* start Excerpted records *
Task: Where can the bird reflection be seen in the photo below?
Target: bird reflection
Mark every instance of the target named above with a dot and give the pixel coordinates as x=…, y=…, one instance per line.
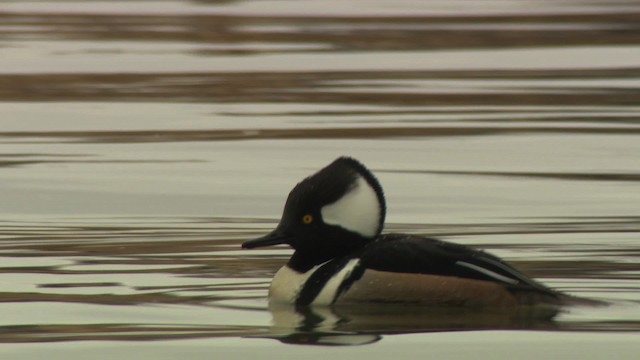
x=366, y=324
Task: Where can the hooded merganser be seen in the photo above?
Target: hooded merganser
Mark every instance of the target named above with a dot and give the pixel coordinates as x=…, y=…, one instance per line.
x=334, y=219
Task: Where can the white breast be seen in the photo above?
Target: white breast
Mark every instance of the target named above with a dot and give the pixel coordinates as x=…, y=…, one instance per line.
x=287, y=284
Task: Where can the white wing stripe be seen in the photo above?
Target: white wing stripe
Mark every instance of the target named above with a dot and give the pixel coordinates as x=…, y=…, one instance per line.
x=488, y=272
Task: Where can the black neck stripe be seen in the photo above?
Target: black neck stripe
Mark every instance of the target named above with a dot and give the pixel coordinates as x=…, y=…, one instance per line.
x=317, y=281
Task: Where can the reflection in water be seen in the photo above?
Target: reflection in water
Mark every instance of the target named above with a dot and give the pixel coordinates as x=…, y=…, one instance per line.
x=193, y=267
x=106, y=115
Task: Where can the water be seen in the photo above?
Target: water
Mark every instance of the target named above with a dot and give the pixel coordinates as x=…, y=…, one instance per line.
x=142, y=142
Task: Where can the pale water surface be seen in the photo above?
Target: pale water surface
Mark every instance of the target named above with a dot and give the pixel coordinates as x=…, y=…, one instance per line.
x=141, y=142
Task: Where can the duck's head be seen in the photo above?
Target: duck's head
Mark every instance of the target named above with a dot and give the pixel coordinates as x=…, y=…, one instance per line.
x=338, y=209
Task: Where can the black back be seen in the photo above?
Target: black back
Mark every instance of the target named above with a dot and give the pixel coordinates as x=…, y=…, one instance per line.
x=419, y=255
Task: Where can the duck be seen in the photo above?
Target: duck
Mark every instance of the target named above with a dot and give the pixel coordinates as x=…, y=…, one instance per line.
x=334, y=222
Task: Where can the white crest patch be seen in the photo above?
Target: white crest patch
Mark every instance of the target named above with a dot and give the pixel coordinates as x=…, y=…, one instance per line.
x=357, y=211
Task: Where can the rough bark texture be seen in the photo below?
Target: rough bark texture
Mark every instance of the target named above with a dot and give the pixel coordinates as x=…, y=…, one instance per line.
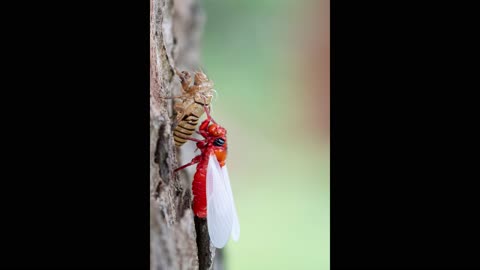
x=177, y=240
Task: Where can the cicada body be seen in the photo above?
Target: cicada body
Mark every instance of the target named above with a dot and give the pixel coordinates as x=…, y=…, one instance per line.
x=212, y=193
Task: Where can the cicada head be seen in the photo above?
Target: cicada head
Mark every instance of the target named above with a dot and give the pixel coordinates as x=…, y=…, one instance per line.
x=217, y=131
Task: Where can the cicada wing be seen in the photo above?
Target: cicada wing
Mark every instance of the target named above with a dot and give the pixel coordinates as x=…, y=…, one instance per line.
x=236, y=223
x=220, y=212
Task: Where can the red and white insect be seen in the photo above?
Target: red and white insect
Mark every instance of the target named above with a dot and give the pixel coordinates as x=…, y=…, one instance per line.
x=212, y=193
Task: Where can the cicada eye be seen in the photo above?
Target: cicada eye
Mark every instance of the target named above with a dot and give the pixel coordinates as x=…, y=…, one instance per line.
x=219, y=142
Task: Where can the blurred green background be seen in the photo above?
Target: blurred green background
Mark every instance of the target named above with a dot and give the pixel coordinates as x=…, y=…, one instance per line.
x=269, y=62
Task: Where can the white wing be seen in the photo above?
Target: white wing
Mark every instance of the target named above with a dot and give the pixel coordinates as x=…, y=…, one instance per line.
x=220, y=208
x=236, y=224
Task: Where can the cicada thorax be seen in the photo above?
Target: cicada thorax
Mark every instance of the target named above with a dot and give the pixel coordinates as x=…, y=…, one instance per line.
x=187, y=119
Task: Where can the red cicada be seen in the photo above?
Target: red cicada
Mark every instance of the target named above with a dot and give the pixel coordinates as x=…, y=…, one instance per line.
x=212, y=193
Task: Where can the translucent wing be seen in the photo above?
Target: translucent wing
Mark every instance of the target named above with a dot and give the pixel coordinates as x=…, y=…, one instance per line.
x=236, y=223
x=220, y=208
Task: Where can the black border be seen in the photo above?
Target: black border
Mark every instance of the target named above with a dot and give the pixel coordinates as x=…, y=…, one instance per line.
x=77, y=163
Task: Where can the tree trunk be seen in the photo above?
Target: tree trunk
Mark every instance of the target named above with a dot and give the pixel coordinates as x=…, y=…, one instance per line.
x=177, y=239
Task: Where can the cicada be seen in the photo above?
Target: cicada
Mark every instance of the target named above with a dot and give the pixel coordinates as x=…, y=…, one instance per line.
x=212, y=193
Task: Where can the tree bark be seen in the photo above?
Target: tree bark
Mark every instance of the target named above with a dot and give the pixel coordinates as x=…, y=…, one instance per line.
x=177, y=239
* end Excerpted records *
> _Work to complete_:
Convert the entire listing above into a JSON list of strings, one string per line, omitting blank lines. Leave the pictures out of the result.

> _Task output_:
[
  "Task: Where can the bird reflection be seen in the photo below?",
  "Target: bird reflection",
  "Mark every instance of the target named above with a dot and give the pixel coordinates as x=…, y=…, one instance per line.",
  "x=366, y=324",
  "Task: Where can the hooded merganser be seen in the photo above?",
  "Target: hooded merganser",
  "Mark every instance of the target named above with a dot and give the pixel coordinates as x=…, y=…, one instance per line.",
  "x=334, y=219",
  "Task: Where can the white breast be seen in the photo above?",
  "Target: white breast",
  "Mark every instance of the target named above with a dot and give the pixel coordinates as x=…, y=…, one instance per line.",
  "x=287, y=284",
  "Task: Where can the white wing stripe be seen in the photo above?",
  "Target: white wing stripe",
  "Mark every instance of the target named above with a dot and give the pixel coordinates as x=…, y=…, one instance per line.",
  "x=488, y=272",
  "Task: Where can the black neck stripe be seen in the photo above?",
  "Target: black neck stripe",
  "Mark every instance of the target named above with a dot and give the pixel coordinates as x=…, y=…, one instance per line.",
  "x=317, y=281",
  "Task: Where can the reflection in water be seen in the photo above?",
  "Target: reflection in water",
  "Mark every instance of the target named above with a dot and give the pixel coordinates as x=…, y=…, one instance per line.",
  "x=193, y=267",
  "x=106, y=115",
  "Task: Where can the water be seen in the photo above?",
  "Target: water",
  "Mark every instance of the target named above with a dot and give the pixel coordinates as x=…, y=…, one instance per line.",
  "x=142, y=142",
  "Task: Where can the pale water surface be seen in the photo above?",
  "Target: pale water surface",
  "Mark every instance of the target named above with a dot and give the pixel coordinates as x=…, y=…, one instance per line.",
  "x=141, y=142",
  "Task: Where can the duck's head be seen in the photo above?",
  "Target: duck's head",
  "Mark every instance of the target named above with a dot and give the pixel coordinates as x=…, y=…, one instance per line.",
  "x=338, y=209",
  "Task: Where can the black back be seen in the photo above?",
  "Target: black back",
  "Mark every instance of the target named above with a dot and give the pixel coordinates as x=…, y=…, one instance per line.",
  "x=419, y=255",
  "Task: Where can the duck be seen in the photo above?",
  "Target: duck",
  "Mark every instance of the target named above with a dot and give the pixel coordinates as x=…, y=…, one instance per line.",
  "x=334, y=222",
  "Task: Where can the white crest patch be seen in the photo above?",
  "Target: white crest patch",
  "Mark every instance of the target named above with a dot and give the pixel coordinates as x=…, y=…, one instance per line.",
  "x=357, y=211",
  "Task: Where can the rough bark texture be seen in the photo below?",
  "Target: rough bark texture",
  "Mark every instance of the target named above with a dot and give the pixel coordinates as x=…, y=…, one instance per line.",
  "x=177, y=240",
  "Task: Where can the cicada body be seen in the photo above?",
  "Target: cicada body",
  "Mark every instance of the target named above with a dot and give the pixel coordinates as x=…, y=…, one instance per line.",
  "x=212, y=193",
  "Task: Where can the cicada head be seen in the photo above?",
  "Target: cicada head",
  "Mark every instance of the target named above with a dot and give the pixel coordinates as x=…, y=…, one instance per line.",
  "x=217, y=131",
  "Task: Where can the cicada wing be seen in the photo above?",
  "Target: cicada wing",
  "Mark every instance of the target named above with a dot and give the pixel coordinates as x=…, y=…, one instance per line.",
  "x=236, y=223",
  "x=220, y=212",
  "Task: Where can the red and white insect be seen in the photo above?",
  "Target: red and white insect",
  "Mark every instance of the target named above with a dot and give the pixel coordinates as x=…, y=…, one instance per line.",
  "x=212, y=193",
  "Task: Where can the cicada eye be seen in the photo above?",
  "Target: cicada eye",
  "Mark every instance of the target named above with a dot and give the pixel coordinates as x=…, y=…, one instance per line.",
  "x=219, y=142",
  "Task: Where can the blurred green background be seen in the photo above?",
  "Target: blurred green background",
  "Mark every instance of the target named above with a dot and give the pixel coordinates as x=…, y=…, one instance per line.",
  "x=269, y=62",
  "Task: Where can the white wing be seen in the photo above?",
  "Target: white wing",
  "Mark every instance of the target named above with a dot and give the pixel coordinates as x=…, y=…, one instance per line.",
  "x=220, y=208",
  "x=236, y=224",
  "Task: Where can the cicada thorax be seen in the photo above?",
  "Target: cicada thorax",
  "Mark every instance of the target named above with a dot and give the pixel coordinates as x=…, y=…, one instance per line.",
  "x=187, y=119",
  "Task: Where can the red cicada be seen in the photo above?",
  "Target: red cicada",
  "Mark every instance of the target named above with a dot and give the pixel coordinates as x=…, y=…, one instance per line.",
  "x=212, y=193",
  "Task: Where can the translucent wing be seen in the photo above?",
  "Target: translucent wing",
  "Mark every instance of the target named above with a dot and give the pixel coordinates as x=…, y=…, one instance per line.",
  "x=236, y=223",
  "x=220, y=208",
  "Task: Where can the black border be seen in the photo above?",
  "Target: black border",
  "Mark every instance of the target named above with a dot and give the pixel coordinates as x=…, y=…, one instance per line.",
  "x=77, y=163",
  "Task: Where can the tree trunk be seen in the photo above?",
  "Target: tree trunk",
  "Mark every instance of the target named above with a dot and give the pixel coordinates as x=…, y=…, one instance per line.",
  "x=177, y=239",
  "Task: Where can the cicada be seen in the photo above?",
  "Target: cicada",
  "Mark every instance of the target named above with a dot and give the pixel coordinates as x=…, y=…, one instance per line.",
  "x=212, y=193",
  "Task: Where can the tree bark be seen in the photo above?",
  "Target: tree bark",
  "Mark every instance of the target named above with a dot and give the pixel coordinates as x=…, y=…, one instance per line.",
  "x=177, y=239"
]